(Items stored from a collection)
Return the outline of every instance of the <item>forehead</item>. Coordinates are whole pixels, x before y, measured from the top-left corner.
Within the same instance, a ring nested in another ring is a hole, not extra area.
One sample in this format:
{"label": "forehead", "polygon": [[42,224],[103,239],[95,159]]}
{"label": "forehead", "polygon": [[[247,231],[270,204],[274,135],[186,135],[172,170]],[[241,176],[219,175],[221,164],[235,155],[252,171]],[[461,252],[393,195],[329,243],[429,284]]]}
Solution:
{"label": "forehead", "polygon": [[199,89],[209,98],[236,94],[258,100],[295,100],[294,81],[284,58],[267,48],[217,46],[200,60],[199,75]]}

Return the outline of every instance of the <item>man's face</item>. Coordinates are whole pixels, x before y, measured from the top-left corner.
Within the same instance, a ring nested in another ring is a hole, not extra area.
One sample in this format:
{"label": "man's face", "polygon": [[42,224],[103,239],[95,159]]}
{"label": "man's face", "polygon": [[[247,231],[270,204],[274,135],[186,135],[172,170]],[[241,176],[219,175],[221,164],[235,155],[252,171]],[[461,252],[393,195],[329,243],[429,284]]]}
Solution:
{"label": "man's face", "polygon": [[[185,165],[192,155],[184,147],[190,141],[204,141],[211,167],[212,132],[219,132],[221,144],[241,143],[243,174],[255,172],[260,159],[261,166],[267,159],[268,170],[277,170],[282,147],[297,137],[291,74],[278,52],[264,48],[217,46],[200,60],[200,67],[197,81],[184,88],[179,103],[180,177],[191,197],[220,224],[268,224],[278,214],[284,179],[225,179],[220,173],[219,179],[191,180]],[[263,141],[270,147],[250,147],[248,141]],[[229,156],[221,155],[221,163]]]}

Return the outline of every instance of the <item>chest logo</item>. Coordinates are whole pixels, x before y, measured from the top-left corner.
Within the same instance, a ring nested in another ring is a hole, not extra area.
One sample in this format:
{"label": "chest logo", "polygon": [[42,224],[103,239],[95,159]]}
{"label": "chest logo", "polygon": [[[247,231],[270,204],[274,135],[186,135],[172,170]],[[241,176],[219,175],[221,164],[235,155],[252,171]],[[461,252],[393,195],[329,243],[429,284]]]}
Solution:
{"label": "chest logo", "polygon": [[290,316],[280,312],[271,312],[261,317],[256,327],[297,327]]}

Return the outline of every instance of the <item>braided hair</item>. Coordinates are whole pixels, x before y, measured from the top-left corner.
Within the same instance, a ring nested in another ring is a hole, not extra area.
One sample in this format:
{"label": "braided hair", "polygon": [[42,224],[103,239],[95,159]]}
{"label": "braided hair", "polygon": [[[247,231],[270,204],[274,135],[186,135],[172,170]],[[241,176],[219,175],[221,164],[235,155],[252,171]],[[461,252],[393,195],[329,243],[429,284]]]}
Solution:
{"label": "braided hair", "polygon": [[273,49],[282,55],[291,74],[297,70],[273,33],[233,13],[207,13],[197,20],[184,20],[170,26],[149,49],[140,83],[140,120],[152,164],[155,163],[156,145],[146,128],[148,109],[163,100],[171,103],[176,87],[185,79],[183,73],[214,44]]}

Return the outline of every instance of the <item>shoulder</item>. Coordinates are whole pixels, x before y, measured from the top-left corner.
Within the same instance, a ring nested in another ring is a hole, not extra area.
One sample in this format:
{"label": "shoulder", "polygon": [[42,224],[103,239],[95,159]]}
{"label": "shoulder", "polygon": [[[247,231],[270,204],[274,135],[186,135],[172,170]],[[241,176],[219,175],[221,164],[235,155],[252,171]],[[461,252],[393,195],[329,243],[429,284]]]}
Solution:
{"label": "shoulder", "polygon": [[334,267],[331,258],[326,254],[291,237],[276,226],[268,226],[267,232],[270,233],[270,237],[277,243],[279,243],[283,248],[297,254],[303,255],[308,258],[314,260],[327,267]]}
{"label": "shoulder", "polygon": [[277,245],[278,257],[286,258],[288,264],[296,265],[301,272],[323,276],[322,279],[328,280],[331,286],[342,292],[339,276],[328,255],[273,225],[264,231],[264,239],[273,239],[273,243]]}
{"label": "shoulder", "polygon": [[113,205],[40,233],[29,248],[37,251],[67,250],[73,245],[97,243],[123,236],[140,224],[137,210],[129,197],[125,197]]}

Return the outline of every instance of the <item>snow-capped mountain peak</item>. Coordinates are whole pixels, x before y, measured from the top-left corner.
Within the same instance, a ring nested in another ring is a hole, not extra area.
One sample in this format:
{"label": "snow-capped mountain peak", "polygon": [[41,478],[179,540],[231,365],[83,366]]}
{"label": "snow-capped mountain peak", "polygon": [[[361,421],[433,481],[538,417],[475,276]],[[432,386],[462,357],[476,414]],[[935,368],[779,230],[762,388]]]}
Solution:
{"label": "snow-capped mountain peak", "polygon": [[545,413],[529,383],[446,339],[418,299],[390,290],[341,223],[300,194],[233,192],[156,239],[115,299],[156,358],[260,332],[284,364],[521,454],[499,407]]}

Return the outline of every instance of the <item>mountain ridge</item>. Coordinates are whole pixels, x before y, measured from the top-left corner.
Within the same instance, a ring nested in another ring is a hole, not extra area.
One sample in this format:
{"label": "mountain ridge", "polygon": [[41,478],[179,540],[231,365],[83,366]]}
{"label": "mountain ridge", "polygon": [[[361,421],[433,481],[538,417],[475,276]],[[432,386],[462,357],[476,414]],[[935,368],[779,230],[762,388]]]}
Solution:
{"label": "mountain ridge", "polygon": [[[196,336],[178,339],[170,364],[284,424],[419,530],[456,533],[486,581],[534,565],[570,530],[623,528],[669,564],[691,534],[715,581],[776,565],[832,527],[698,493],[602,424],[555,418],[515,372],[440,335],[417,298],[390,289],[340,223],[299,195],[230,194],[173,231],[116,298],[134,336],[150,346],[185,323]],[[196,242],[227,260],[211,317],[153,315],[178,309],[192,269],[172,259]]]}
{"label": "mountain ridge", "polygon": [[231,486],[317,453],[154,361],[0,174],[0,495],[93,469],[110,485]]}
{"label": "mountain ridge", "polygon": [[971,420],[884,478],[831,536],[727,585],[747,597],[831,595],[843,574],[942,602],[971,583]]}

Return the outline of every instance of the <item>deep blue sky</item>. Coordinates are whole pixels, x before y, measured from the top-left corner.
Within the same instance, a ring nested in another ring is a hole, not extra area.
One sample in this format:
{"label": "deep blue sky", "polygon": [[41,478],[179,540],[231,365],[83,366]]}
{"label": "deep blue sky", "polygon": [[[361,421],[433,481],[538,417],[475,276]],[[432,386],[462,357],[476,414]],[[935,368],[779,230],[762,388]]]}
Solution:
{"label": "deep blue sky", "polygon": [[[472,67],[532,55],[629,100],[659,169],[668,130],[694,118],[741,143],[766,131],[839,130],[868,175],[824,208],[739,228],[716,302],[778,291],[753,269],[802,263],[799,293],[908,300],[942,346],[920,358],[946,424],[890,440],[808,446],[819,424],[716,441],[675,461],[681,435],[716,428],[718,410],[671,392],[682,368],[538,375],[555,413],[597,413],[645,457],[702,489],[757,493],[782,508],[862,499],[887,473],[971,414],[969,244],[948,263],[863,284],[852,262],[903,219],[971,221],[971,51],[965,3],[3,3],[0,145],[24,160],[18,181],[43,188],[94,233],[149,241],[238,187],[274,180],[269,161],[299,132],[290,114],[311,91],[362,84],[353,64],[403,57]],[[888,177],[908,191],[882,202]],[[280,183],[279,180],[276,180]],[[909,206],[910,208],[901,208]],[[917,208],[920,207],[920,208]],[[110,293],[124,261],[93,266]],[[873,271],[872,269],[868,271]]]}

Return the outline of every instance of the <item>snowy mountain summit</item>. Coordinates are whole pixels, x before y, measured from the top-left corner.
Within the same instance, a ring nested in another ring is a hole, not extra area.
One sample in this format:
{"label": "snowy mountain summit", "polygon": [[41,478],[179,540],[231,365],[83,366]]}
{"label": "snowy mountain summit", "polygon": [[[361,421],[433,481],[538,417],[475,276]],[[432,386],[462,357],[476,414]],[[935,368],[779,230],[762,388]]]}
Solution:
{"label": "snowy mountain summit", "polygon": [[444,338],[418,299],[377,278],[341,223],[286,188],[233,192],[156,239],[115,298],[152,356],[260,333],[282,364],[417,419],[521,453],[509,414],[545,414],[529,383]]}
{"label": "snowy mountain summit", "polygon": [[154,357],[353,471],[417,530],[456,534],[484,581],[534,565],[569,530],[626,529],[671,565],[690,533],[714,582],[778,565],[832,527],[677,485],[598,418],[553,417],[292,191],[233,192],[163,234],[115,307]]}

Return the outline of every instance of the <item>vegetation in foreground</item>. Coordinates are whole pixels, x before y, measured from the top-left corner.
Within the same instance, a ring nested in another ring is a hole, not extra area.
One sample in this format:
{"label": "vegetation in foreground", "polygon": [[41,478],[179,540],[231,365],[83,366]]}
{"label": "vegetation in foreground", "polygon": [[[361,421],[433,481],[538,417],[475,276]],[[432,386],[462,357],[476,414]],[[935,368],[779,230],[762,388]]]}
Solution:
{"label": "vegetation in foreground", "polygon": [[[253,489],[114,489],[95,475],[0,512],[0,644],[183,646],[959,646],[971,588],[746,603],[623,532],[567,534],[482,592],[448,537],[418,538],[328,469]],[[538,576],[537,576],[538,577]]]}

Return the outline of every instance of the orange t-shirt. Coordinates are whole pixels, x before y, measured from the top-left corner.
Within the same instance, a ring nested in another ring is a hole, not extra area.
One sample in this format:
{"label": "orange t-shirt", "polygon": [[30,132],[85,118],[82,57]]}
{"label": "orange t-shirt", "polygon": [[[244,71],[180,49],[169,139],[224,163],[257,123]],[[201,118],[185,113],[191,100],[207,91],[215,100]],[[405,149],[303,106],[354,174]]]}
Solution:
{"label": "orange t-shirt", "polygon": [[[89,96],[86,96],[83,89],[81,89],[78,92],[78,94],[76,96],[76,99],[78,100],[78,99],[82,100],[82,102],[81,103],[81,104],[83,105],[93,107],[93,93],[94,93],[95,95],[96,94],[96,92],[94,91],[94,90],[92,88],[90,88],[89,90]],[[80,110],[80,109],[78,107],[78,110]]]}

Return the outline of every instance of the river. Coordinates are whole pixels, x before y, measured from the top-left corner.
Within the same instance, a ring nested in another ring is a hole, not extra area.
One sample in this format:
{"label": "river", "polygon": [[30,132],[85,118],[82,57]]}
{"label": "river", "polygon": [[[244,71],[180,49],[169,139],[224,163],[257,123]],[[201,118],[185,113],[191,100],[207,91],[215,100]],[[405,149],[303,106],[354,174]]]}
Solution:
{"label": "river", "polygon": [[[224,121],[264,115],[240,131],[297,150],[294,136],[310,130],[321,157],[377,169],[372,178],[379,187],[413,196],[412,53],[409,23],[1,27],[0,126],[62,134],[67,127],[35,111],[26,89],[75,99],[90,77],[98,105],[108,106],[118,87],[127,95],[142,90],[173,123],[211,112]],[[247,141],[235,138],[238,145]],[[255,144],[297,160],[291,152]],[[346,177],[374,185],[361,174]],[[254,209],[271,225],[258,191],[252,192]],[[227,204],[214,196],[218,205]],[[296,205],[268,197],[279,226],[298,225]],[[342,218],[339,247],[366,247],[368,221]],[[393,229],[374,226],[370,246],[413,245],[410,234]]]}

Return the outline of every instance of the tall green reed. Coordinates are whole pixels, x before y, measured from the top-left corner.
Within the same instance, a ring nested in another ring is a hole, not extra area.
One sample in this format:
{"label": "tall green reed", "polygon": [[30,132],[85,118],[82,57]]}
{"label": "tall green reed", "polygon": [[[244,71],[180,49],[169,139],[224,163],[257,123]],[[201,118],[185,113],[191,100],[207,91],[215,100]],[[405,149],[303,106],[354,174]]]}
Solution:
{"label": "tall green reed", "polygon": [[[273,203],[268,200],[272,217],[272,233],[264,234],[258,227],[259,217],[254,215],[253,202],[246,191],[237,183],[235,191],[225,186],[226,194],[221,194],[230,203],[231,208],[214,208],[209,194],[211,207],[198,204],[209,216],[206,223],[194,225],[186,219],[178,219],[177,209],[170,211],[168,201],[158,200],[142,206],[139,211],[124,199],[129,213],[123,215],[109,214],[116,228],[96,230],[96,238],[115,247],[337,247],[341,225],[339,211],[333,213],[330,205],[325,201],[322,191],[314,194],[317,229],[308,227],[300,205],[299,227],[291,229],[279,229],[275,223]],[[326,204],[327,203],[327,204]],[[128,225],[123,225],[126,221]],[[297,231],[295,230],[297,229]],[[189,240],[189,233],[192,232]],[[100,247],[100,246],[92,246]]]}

→ Work to complete
How many lines of the material contain the string "hair"? Give the number alone.

→ Answer to the problem
4